## [WORK TO COMPLETE]
Extract every line of the data below that contains the string "blue". Matching is case-sensitive.

(Records from a dataset)
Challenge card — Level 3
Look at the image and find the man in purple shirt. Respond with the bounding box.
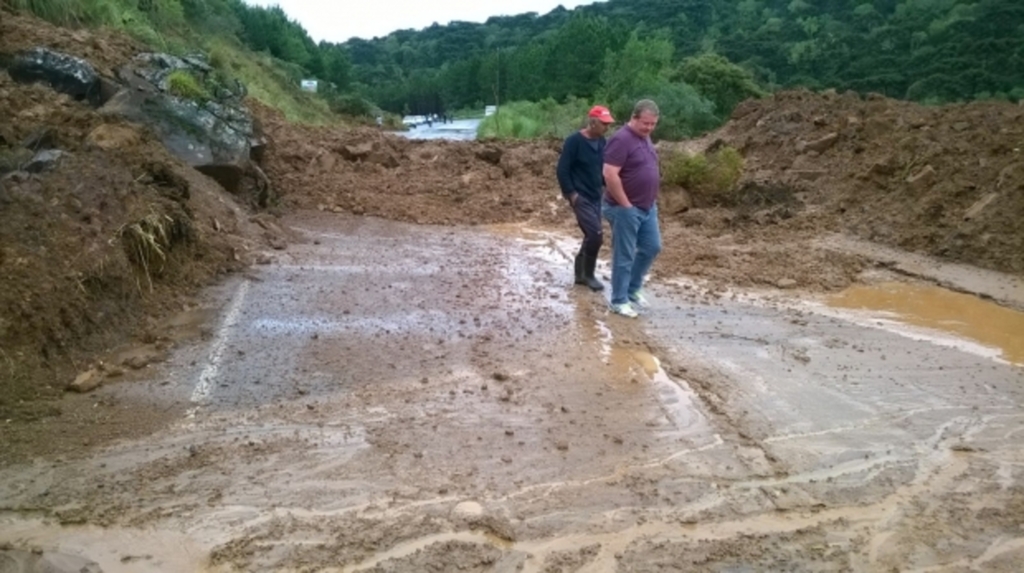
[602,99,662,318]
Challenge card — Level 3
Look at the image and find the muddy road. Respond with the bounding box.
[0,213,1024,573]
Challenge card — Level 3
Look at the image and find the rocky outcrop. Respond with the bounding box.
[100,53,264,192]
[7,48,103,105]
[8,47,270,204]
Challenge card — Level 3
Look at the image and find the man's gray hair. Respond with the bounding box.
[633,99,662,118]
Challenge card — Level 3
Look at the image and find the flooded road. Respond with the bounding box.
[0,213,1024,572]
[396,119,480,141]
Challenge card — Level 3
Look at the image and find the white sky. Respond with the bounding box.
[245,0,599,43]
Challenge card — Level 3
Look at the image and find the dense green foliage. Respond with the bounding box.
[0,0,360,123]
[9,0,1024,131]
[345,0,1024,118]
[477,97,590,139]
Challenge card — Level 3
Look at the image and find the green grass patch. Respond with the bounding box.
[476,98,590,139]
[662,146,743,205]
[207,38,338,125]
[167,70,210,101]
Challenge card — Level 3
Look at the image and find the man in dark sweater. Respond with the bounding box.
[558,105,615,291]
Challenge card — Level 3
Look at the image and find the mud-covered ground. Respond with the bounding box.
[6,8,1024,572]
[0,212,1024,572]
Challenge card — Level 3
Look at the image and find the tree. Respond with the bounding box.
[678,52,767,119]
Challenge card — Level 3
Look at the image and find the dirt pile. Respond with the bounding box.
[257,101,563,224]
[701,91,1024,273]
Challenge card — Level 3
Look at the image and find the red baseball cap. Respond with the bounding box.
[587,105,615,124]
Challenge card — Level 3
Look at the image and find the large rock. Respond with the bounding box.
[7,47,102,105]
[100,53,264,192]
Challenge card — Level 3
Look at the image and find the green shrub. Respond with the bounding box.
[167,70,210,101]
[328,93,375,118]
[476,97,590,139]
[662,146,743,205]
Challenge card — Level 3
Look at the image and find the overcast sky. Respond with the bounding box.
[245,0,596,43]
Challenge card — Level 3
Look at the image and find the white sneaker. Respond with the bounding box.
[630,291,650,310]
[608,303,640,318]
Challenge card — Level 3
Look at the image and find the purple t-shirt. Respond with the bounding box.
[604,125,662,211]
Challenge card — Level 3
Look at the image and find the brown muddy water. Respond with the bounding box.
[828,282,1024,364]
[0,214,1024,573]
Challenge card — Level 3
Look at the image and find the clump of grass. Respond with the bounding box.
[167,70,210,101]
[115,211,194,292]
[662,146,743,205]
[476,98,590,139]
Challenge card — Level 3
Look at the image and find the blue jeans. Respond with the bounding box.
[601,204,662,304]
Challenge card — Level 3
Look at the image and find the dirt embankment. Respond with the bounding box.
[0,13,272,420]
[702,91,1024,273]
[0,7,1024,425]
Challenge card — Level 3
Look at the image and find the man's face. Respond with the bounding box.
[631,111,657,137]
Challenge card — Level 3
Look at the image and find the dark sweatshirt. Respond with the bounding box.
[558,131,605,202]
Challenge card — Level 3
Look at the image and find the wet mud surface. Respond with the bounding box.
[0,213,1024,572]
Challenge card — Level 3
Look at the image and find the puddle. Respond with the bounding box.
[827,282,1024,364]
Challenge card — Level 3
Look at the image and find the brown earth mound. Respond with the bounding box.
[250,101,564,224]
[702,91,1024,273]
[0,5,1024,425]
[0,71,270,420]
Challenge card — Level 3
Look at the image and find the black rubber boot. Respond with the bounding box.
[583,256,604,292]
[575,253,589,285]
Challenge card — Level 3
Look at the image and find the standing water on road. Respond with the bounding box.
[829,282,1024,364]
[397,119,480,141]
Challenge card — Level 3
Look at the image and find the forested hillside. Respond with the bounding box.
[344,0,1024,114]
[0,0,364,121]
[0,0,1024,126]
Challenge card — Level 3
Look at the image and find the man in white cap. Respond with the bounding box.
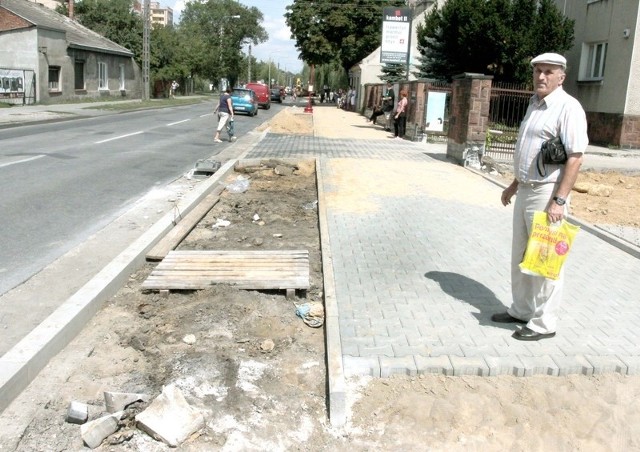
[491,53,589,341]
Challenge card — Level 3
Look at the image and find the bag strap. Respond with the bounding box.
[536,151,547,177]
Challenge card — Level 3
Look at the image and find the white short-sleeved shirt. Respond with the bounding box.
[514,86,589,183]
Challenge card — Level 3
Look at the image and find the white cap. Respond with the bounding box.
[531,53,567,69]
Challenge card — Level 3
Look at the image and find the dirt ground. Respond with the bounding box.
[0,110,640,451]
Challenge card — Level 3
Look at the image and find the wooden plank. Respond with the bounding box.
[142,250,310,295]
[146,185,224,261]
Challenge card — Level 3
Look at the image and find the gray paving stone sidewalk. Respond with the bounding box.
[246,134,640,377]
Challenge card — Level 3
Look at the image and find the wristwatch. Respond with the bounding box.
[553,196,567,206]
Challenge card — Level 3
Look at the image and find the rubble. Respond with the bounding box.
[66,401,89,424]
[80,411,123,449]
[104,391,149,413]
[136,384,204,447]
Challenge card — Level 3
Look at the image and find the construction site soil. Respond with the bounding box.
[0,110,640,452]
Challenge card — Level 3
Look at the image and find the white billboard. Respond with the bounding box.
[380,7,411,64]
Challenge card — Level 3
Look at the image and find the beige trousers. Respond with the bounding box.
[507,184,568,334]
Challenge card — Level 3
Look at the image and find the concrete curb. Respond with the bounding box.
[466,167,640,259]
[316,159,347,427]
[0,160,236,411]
...
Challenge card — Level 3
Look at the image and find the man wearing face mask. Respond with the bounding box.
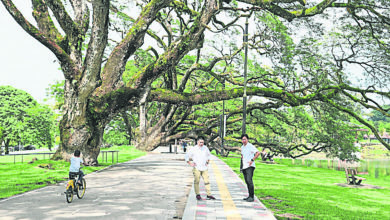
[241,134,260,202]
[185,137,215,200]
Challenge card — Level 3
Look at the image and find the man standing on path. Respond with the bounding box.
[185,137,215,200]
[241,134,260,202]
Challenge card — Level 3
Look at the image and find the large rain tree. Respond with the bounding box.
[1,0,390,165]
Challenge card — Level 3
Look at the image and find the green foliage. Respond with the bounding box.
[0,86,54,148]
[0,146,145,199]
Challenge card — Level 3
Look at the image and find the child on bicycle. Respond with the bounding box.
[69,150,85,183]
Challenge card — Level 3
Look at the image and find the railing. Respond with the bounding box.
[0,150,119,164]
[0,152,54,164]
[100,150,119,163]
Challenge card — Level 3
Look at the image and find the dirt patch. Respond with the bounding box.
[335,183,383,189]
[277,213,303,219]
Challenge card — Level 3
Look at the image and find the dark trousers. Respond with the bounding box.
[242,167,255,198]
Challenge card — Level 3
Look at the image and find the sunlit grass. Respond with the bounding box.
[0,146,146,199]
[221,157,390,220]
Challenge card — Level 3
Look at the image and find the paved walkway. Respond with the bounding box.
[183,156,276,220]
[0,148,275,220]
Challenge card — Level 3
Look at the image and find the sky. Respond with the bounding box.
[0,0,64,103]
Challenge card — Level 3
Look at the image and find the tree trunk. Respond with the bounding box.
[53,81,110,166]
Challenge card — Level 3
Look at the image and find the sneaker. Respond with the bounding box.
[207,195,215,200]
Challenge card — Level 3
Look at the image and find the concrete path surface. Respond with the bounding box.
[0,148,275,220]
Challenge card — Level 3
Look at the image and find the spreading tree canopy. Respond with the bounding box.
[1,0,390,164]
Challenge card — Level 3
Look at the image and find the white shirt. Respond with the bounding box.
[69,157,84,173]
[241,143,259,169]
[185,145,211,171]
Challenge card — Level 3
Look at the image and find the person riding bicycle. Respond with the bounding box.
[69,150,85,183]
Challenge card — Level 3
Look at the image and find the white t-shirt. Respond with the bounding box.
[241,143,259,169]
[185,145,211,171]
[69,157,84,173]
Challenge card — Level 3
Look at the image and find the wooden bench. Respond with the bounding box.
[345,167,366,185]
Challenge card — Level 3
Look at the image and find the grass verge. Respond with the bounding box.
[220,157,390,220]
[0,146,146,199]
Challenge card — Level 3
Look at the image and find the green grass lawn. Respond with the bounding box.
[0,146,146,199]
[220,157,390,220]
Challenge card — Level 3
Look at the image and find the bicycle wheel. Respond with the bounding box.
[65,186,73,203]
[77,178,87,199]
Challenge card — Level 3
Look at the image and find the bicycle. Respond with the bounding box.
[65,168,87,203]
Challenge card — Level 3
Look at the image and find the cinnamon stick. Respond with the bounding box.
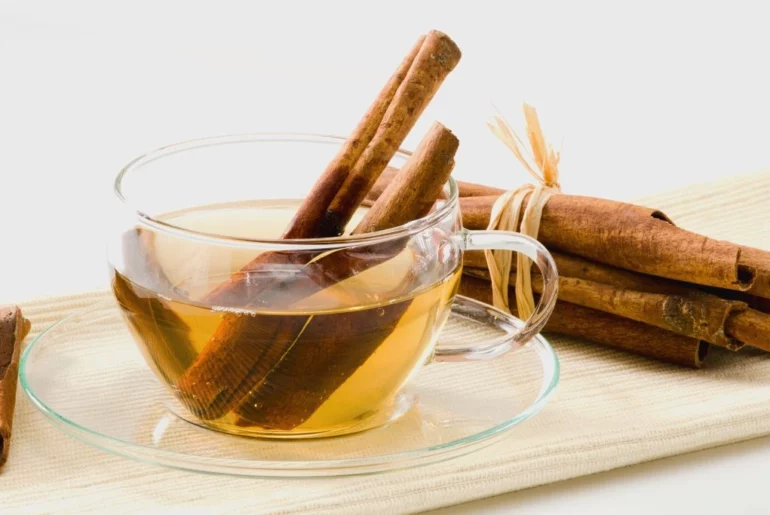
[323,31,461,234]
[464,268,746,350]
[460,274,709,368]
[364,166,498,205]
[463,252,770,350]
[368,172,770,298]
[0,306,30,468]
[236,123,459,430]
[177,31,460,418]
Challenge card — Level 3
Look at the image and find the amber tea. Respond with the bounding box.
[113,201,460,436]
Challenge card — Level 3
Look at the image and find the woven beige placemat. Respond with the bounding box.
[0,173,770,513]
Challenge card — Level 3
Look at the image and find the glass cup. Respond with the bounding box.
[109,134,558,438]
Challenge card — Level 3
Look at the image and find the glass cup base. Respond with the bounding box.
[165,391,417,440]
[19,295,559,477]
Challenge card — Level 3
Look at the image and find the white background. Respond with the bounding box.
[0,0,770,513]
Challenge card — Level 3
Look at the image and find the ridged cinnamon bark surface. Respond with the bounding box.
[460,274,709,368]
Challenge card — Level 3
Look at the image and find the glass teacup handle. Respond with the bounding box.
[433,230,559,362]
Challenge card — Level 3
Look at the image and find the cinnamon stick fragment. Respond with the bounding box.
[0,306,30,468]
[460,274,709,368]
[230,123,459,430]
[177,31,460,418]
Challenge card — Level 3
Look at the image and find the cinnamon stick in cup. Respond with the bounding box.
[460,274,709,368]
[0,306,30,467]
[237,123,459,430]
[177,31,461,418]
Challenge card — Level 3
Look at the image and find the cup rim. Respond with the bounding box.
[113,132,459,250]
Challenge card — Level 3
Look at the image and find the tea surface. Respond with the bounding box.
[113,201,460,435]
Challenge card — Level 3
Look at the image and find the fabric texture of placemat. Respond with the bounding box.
--
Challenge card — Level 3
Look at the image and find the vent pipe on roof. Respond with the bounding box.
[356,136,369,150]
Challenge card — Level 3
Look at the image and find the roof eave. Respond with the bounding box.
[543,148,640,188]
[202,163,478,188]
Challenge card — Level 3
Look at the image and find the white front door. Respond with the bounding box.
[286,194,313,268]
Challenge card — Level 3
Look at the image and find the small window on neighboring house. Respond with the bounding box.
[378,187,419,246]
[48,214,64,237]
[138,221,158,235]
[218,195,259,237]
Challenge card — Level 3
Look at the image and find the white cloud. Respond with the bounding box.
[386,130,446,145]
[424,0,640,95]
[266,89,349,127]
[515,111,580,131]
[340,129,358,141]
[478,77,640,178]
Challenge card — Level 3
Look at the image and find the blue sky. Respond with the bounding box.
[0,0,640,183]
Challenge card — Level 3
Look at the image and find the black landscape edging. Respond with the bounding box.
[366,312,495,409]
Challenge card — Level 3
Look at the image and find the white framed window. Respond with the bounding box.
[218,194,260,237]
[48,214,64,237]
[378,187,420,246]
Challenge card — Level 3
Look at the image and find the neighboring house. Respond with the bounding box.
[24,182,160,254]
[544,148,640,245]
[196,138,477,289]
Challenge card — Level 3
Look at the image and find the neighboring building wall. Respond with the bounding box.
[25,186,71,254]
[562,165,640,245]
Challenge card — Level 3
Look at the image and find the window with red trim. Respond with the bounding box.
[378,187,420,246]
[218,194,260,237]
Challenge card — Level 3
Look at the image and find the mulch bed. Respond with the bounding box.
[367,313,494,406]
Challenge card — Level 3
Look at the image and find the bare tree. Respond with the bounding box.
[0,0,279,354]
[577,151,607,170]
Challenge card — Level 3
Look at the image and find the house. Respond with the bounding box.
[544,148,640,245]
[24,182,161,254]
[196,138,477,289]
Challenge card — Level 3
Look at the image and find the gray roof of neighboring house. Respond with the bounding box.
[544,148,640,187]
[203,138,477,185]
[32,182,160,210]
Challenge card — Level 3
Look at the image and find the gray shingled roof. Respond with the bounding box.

## [OUTPUT BELOW]
Look at the image and find the blue jeans. Respond with the bounding box.
Look at the image and find the blue sky. Respond with the bounding box.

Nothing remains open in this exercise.